Exercícios ▸
**A)** Responda a estas perguntas sobre o texto do petróleo:
(i) Em que ano ocorreram as manifestações em que as multidões clamavam “O Petróleo é Nosso”?
(ii) Segundo o texto, quem criou a Petrobras como presidente?
(iii) Desde que ano a água sulfurosa continua jorrando?
**B)** Prossiga com o texto do petróleo a partir do ponto em que ele termina.

Ah, pode ser que me engane, mas ainda vou ver muito bolsonarista ir buscar no armário sua camiseta verde-amarela, não para mais um desses desfiles nacionalistas anacrônicos insuflados pela extrema-direita, porém para reviver as manifestações de 1948, nas quais as multidões clamavam “O Petróleo é Nosso”. Contra um projeto do presidente da época, general Eurico Gaspar Dutra, de Estatuto que privatizava a exploração, refino e distribuição do petróleo.
Sem dúvida, nesse remake da nova campanha nas ruas em defesa do nosso ouro negro, que o governo Bolsonaro pretende entregar de mão-beijada às empresas norte americanas, haverá cartazes com o sorriso do velhinho, como cantava Chico Alves, na campanha pela eleição de Getúlio Vargas que, como presidente, criou a Petrobras. Ressurgirá o rosto de Leonel Brizola que, se em 1964 resistiu ao Golpe militar, não deixará de resistir à tentativa de nos roubarem nossa maior fortuna, a Petrobras.
E reforçando o cortejo não faltarão os caminhoneiros, utilizados ainda este ano pela extrema direita, mas convencidos do erro de terem votado no chamado “mito” ao saberem que a privatização do petróleo levará ao preço internacional do produto refinado com um aumento substancial nas bombas de diesel e gasolina.
Remexendo nos papéis deixados por meu pai, encontrei num baú, um pacote de ações de uma das empresas de prospeção e exploração de petróleo, criadas, nos anos 30, na região paulista da sorocabana. Perfurações chegaram a ser feitas no vale da região próxima da atual cidade de Torre de Pedra. Não saiu petróleo, só o cheiro, era água sulfurosa que, desde 1934 até hoje, continua jorrando.

Conjunto de dados ▸
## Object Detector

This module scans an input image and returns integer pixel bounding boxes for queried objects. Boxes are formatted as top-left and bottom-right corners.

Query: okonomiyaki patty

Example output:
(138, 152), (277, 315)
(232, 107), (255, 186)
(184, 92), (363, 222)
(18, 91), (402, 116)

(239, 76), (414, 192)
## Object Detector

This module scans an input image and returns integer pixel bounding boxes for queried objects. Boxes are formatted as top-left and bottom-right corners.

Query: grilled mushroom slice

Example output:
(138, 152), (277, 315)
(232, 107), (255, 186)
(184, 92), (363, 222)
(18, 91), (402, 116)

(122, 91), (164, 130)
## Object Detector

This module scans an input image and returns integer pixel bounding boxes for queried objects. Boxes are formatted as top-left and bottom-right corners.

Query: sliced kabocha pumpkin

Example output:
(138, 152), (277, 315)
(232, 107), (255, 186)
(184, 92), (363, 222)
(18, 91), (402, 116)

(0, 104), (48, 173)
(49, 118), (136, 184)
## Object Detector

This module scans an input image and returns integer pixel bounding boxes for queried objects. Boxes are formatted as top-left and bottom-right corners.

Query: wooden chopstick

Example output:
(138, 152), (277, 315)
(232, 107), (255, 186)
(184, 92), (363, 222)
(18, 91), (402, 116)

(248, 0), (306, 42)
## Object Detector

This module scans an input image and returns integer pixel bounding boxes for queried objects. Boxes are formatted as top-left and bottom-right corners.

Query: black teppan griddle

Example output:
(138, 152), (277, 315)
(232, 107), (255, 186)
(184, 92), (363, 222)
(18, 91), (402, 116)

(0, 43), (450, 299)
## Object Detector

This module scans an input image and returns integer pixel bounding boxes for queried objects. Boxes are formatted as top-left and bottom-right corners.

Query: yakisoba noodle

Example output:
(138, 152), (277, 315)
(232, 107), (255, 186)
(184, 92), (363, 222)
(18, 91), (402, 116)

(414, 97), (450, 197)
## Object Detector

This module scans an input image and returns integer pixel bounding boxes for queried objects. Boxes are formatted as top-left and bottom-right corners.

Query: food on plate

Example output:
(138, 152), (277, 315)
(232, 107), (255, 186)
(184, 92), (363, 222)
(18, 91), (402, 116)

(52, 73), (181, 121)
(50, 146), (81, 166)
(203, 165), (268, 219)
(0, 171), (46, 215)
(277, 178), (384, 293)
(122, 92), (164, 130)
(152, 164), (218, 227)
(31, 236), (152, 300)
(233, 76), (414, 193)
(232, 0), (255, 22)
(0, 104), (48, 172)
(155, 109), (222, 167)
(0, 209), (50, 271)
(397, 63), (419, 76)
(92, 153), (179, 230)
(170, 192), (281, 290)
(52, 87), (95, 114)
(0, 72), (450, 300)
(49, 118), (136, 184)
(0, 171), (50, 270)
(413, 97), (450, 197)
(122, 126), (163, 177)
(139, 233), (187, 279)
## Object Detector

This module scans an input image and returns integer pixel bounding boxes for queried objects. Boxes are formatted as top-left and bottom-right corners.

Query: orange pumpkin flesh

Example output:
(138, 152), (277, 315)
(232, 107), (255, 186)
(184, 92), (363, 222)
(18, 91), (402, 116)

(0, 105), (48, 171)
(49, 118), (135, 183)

Respostas por tarefa ▸
**A)**
(i) Em 1948.
(ii) Getúlio Vargas.
(iii) Desde 1934.

**B)**
As ações não valem mais nada, as empresas da época faliram, porque o então ditador Getúlio Vargas não acreditava, naquela época, na existência de petróleo no Brasil. Quem acreditava era um sonhador escritor Monteiro Lobato, que, naquela época, defendia a exploração do petróleo pelos próprios brasileiros e chegou mesmo a alertar Vargas, sem convencê-lo do interesse das empresas norte americanas, como a Standard Oil, em manter em segredo a riqueza petrolífera do Brasil, embora estivesse mapeando as regiões petrolíferas para uma exploração futura.
Lobato, diante do desinteresse governamental, defendia uma exploração privada, mas por empresas brasileiras. A situação se complicou quando na Bahia sua empresa achou gás e petróleo e Vargas passou a acreditar no petróleo e decretou que todas as áreas petrolíferas encontradas ou a descobrir seriam de propriedade do Estado
Poucos dias antes de morrer, Lobato, que escrevera dois livros na época censurados e postos fora de circulação — O Escândalo do Petróleo e mesmo uma versão infantil da questão petrolífera, O Poço do Visconde, deu seu apoio à campanha pelo monopólio estatal do petróleo, que agitava o Brasil.
O futuro superministro da Economia Paulo Guedes, assim como o presidente eleito Bolsonaro, mais outros ministros da extrema direita liberal querem se desfazer da Petrobras e da Eletrobras, pouco se importando com as consequências em termos de aumento do preço dos combustíveis e da eletricidade para o povo. Mesmo porque até hoje não se preocuparam em se encontrar com representantes dos trabalhadores das diversas categorias e Bolsonaro chegou a pensar em acabar com o Ministério do Trabalho.
Não é preciso ser profeta para prever começar pelos combustíveis e eletricidade o descontentamento popular. Não se trata de uma campanha de mau agouro, mas de uma consequência natural da privatização desses dois setores essenciais à vida dos brasileiros e que se refletem no custo de todos os produtos de consumo.
E é difícil de se imaginar uma modificação da lei da previdência com a privatização da Petrobras e Eletrobras sem manifestações de rua, provavelmente brutalmente reprimidas. Que governo vem aí, em janeiro, também com a criação de vigilantes nas escolas para dedurar professores, pressão contra os jornais a começar pela Folha, com um ministro da Educação interessado em comemorar o Golpe de 1964?
Os evangélicos, com seu dom de profecia, que o digam!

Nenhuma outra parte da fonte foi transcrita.